— Exercise materials —
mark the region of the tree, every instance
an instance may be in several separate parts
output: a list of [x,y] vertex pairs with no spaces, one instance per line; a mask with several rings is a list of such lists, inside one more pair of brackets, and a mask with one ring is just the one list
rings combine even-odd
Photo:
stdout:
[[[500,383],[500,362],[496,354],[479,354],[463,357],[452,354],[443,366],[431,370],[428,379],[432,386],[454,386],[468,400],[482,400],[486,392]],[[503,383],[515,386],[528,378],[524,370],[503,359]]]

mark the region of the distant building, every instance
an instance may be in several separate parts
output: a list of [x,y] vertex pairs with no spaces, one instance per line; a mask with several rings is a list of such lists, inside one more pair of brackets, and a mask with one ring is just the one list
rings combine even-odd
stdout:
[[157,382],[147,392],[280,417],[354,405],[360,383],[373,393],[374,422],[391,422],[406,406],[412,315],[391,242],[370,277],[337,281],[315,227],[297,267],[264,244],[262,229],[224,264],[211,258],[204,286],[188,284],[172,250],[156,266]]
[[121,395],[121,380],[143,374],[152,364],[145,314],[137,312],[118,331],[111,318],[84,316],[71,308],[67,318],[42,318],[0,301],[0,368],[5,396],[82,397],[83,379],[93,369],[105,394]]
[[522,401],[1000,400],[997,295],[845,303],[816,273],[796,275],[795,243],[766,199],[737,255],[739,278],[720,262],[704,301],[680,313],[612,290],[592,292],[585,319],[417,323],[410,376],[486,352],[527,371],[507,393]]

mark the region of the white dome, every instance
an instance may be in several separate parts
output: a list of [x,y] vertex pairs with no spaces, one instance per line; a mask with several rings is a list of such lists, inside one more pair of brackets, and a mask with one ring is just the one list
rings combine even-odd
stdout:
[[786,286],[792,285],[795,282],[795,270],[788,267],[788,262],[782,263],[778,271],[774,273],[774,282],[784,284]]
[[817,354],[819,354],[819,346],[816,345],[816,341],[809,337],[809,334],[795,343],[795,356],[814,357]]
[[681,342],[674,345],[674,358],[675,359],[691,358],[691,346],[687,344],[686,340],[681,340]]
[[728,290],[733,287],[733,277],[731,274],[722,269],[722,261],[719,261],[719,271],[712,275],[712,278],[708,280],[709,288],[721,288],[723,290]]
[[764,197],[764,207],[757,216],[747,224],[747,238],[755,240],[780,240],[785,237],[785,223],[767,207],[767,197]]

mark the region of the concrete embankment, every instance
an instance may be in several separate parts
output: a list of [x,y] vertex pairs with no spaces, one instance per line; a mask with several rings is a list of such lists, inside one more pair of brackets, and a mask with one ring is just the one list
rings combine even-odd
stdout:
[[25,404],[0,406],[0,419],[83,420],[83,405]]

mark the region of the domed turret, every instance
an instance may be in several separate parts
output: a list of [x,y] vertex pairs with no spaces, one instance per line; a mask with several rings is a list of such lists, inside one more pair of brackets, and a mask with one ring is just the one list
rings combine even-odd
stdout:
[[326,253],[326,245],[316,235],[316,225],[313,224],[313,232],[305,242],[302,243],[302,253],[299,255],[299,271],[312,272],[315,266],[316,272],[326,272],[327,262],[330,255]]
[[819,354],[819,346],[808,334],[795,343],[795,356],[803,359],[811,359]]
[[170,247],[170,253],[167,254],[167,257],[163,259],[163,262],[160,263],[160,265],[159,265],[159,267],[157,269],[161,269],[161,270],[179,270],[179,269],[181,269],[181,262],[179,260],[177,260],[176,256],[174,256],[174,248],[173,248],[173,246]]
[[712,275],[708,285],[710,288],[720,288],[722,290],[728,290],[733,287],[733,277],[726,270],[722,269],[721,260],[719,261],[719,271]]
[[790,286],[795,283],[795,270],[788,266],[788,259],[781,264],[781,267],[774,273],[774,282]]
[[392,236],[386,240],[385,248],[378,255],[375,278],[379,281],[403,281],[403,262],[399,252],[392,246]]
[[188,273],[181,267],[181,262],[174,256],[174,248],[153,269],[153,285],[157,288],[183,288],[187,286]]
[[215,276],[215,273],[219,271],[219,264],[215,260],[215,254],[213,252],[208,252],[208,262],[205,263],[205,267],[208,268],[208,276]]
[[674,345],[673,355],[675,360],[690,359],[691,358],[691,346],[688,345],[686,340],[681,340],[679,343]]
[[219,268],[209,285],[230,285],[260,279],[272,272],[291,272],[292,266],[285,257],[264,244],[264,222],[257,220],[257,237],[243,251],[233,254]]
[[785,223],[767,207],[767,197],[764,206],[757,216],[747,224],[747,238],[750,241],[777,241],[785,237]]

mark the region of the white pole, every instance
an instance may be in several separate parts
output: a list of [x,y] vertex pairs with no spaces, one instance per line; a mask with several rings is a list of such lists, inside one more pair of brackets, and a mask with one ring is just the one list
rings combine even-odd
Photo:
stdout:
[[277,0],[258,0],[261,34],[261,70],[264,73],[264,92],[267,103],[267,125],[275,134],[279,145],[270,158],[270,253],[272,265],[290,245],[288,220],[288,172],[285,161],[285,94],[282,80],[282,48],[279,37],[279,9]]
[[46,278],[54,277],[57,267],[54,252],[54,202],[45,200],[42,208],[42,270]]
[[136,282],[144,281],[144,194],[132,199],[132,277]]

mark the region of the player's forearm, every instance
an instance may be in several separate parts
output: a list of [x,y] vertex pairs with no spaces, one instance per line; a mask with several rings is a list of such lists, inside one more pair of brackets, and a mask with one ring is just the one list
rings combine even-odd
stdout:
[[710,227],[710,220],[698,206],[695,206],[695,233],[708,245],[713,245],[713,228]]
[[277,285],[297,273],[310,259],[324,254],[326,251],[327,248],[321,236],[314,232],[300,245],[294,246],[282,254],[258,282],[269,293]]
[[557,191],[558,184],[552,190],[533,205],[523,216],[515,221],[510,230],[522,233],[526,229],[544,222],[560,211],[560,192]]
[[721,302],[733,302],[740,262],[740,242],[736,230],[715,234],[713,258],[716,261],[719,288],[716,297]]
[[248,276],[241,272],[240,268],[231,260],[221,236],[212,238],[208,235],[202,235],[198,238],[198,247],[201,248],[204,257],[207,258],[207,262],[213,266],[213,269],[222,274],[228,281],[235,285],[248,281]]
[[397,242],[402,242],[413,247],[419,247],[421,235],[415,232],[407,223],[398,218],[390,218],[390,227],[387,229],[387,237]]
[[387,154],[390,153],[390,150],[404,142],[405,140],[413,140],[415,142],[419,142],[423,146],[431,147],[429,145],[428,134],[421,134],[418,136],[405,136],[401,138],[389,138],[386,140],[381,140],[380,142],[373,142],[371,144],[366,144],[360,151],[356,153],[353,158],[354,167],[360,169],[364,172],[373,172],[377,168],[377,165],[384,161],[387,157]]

— Work instructions —
Your answer should be one number: how many lines in the records above include "white".

— Your solution —
2